Location identification items:
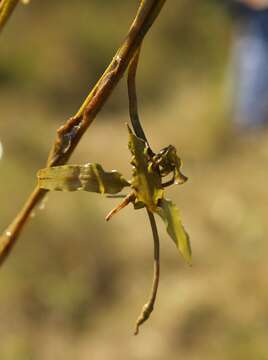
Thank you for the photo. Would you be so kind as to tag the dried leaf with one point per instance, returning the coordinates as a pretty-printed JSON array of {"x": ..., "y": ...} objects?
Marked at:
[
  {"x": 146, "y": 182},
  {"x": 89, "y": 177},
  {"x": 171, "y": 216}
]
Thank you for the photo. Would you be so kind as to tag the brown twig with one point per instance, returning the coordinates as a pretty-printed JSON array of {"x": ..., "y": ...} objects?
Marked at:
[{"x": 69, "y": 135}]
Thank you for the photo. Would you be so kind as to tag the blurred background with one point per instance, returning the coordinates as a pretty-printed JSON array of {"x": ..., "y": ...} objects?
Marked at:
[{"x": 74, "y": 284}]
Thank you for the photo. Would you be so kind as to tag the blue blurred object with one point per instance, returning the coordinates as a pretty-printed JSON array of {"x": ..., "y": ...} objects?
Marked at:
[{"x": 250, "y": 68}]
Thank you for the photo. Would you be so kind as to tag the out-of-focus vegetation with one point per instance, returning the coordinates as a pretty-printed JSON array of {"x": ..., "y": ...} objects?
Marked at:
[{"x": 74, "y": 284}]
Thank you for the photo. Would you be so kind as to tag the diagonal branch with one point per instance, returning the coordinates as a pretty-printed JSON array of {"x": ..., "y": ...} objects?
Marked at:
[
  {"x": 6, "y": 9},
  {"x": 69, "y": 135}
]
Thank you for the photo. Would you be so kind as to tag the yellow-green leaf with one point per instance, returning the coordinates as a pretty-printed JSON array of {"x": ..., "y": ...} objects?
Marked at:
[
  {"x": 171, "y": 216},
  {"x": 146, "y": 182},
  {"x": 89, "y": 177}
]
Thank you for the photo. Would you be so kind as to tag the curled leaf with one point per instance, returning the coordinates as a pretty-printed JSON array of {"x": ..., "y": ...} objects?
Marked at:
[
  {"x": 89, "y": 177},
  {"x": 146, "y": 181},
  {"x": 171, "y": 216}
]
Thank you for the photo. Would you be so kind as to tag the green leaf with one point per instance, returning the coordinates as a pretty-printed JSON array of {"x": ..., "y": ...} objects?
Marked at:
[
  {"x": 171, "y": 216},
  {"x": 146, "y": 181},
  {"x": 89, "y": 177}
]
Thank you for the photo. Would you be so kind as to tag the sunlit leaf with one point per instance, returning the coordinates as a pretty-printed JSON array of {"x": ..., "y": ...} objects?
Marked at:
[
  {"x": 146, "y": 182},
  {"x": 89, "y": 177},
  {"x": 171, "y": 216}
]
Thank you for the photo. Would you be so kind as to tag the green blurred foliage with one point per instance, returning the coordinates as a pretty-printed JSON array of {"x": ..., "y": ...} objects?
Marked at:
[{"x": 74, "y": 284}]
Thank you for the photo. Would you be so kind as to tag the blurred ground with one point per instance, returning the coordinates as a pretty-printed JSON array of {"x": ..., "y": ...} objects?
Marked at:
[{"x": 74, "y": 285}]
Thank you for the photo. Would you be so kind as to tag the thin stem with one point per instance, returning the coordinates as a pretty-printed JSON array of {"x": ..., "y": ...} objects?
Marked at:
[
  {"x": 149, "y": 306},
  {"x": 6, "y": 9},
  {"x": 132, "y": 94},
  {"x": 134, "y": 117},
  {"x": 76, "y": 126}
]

---

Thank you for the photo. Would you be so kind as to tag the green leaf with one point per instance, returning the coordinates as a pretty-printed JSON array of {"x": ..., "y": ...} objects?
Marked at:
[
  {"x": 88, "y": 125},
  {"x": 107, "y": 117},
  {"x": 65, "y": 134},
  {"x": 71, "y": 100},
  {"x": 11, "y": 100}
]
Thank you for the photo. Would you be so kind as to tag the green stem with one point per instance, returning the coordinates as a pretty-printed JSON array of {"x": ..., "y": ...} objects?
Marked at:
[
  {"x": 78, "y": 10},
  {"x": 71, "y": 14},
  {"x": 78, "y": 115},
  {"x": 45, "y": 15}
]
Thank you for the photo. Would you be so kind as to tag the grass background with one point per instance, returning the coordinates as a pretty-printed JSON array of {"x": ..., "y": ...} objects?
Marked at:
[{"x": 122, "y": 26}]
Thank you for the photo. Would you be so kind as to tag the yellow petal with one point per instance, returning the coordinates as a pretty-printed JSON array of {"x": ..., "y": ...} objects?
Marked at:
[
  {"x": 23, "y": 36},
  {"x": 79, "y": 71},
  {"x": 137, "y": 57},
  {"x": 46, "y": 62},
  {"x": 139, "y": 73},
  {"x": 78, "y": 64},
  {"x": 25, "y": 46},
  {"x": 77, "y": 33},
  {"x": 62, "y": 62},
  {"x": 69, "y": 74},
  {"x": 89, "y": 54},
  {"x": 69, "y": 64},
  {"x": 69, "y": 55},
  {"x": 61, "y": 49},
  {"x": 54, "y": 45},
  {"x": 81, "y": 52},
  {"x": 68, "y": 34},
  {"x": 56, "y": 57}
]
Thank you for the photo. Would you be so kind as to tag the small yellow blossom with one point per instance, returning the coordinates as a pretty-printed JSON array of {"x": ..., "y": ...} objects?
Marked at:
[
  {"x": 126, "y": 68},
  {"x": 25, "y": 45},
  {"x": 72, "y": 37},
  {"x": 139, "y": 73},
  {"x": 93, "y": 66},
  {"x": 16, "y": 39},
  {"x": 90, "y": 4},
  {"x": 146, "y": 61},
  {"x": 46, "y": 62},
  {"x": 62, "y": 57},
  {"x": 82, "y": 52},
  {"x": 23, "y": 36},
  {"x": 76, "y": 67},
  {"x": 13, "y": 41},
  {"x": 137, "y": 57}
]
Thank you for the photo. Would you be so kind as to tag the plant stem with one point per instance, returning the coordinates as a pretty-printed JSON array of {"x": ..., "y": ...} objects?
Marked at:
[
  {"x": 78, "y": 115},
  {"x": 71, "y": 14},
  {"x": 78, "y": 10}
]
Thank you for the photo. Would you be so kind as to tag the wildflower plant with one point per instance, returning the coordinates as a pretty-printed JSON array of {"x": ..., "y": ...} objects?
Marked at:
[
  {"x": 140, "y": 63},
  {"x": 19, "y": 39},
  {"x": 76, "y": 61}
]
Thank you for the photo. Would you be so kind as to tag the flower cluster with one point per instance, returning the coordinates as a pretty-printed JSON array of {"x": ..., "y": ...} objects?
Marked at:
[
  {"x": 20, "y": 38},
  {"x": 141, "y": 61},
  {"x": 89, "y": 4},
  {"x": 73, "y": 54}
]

---

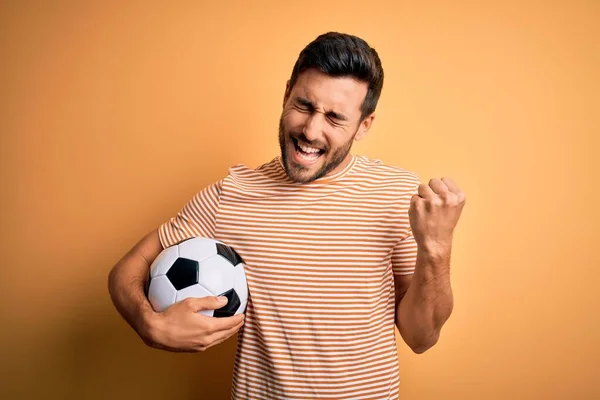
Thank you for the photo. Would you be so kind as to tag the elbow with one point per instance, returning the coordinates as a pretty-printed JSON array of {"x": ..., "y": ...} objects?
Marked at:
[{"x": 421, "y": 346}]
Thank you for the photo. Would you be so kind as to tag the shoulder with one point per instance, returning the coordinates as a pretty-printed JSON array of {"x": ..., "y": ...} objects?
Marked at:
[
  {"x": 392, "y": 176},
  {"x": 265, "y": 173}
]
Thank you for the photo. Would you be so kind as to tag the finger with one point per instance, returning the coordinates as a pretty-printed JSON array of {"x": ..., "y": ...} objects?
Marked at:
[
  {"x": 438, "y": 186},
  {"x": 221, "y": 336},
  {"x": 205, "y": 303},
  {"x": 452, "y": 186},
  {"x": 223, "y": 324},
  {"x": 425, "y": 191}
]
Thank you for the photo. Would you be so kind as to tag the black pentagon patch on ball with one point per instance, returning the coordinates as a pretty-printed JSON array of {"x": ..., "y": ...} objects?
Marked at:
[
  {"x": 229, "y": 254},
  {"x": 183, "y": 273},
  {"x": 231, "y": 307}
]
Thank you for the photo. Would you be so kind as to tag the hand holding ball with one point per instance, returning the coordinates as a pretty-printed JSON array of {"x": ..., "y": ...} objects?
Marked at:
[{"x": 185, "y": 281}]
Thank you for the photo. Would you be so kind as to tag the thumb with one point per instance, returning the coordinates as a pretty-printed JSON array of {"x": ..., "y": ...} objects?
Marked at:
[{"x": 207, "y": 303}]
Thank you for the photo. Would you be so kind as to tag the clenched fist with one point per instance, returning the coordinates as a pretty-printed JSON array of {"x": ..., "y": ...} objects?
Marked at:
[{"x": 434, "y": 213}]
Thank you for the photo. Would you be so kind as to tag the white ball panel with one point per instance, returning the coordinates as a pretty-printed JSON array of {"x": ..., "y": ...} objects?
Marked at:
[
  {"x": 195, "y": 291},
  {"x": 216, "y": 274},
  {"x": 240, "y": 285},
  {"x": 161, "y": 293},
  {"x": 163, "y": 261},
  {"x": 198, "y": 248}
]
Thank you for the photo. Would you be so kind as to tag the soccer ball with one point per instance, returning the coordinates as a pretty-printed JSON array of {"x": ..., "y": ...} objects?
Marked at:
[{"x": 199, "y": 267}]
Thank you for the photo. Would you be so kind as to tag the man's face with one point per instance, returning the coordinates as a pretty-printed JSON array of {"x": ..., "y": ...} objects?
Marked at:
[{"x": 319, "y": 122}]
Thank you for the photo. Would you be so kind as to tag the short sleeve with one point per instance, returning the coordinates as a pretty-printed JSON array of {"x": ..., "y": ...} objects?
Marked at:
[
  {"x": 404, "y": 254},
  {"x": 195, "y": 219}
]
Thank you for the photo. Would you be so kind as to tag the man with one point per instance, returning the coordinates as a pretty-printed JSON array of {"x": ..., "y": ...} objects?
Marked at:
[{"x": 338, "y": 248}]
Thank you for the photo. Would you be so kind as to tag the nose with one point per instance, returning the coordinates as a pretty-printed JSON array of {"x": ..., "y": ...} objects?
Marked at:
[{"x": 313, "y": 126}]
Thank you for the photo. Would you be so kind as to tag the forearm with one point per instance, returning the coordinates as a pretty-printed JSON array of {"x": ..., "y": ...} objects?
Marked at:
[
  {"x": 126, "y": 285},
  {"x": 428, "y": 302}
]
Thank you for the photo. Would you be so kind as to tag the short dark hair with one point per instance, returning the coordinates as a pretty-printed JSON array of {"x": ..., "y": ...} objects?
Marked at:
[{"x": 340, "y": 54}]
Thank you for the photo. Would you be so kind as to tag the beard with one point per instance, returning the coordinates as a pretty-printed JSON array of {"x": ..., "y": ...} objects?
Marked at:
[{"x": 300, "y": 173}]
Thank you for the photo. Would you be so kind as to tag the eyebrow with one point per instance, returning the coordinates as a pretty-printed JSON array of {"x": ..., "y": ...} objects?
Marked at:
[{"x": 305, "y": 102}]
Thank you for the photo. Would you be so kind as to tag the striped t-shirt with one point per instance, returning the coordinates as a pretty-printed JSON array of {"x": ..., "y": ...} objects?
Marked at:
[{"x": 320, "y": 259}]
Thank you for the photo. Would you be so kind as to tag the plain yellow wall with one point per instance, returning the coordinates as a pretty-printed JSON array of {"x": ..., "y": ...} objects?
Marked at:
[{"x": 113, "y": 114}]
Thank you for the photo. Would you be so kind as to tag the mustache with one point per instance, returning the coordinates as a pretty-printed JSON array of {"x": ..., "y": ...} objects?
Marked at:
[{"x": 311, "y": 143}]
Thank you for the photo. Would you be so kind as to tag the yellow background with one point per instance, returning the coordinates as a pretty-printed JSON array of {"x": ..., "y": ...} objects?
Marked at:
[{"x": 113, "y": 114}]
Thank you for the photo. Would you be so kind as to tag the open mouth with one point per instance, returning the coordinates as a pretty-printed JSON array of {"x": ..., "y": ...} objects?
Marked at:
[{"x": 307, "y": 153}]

◆ What to produce
Pull out every line of the items above that contains the string "hair", paying attention to upper and lower case.

◆ Answer in full
Thank you for the photo. Would you be so kind as to tag the short dark hair with one point per instance, returning the coordinates as a pretty-printed JSON array of {"x": ..., "y": ...} objects?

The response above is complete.